**EXERCISE**
Copy out the data below again word for word, starting with the line that contains "of the turquoise" and going on through the end of the data, and leave the pictures out of your answer.

**RECORDS FOR THE TASK**
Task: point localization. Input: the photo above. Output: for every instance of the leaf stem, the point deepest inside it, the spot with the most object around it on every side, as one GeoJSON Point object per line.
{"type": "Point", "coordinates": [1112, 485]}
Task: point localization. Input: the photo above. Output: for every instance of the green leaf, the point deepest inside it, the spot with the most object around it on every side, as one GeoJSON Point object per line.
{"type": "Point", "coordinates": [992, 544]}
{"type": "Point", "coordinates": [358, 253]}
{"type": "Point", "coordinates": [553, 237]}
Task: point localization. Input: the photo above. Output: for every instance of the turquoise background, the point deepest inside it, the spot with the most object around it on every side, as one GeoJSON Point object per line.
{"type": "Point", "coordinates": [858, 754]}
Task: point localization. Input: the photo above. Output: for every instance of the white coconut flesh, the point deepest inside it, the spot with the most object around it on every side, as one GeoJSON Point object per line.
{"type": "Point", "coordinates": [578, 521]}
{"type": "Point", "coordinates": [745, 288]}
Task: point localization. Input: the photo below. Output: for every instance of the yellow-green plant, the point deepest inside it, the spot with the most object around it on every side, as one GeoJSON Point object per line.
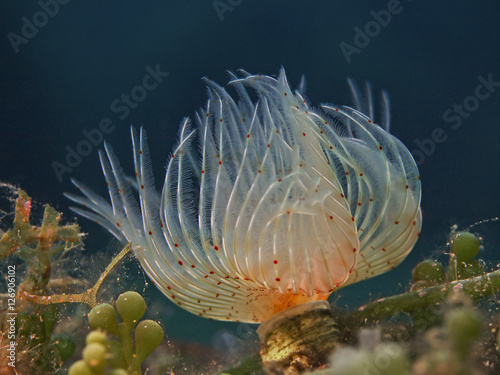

**RESPONSE BELOW**
Task: point localization. Input: the photo above. Output: for every instance of the turquoise background, the point deepest inside it, the spot with the most object around it on every side, as one GeoJSON Point object per line.
{"type": "Point", "coordinates": [858, 754]}
Task: point localization. Input: the photo above. Output: for every instance of the white coconut flesh, the point deepest inside it, the spot with the most object around it on every side, as one GeoJSON Point object per line.
{"type": "Point", "coordinates": [578, 521]}
{"type": "Point", "coordinates": [745, 288]}
Task: point localization. Input: the photo below. Output: for every instance of the yellow-green plant, the point deepest inside it, the spot with the most object around it on every side, as one GeoJSON Point object per line.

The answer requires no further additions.